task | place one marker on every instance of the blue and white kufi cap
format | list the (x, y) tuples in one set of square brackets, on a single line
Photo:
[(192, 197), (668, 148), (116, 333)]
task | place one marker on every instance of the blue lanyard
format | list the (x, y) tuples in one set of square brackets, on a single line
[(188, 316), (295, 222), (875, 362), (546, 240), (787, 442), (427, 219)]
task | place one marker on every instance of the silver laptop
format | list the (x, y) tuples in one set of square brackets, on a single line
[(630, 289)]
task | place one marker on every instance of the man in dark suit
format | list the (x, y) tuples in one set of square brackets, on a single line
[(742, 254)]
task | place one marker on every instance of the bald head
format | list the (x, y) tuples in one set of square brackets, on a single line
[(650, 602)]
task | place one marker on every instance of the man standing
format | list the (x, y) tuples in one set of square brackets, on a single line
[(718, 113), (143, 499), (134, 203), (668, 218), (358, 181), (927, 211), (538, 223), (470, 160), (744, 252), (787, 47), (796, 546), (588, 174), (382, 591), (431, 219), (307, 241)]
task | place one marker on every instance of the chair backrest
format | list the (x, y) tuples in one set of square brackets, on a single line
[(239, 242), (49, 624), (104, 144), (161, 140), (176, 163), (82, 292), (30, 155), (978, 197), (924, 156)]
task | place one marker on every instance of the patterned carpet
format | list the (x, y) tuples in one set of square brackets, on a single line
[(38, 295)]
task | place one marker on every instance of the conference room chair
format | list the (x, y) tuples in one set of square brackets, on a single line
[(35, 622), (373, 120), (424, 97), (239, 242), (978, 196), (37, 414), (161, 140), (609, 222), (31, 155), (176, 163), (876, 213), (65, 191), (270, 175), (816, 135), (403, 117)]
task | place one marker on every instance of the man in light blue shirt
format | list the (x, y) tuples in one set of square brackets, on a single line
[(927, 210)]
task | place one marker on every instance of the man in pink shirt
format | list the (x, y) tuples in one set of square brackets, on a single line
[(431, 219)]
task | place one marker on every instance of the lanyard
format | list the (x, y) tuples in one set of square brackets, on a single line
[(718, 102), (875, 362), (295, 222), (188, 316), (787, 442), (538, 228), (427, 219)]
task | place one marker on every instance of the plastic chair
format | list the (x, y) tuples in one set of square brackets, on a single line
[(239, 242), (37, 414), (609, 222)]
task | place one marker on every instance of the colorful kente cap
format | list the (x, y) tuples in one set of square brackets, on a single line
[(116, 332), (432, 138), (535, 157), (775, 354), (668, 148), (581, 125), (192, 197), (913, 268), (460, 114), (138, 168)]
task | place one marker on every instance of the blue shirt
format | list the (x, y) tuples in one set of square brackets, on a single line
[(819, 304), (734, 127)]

- - - - -

■ **DIRECTIONS FOR THIS TASK**: Starting at the line that contains "in dark suit" and ending at the line that contains "[(742, 254)]", write out only those lines again, requests included. Scale each coordinate in the answers by 0.45 and round it to a whole number, with halves rounding up.

■ **SOLUTION TO THIS TASK**:
task | place one marker on every instance of the man in dark suit
format | list the (x, y) tuples in one set of square brackets, on a single line
[(334, 114)]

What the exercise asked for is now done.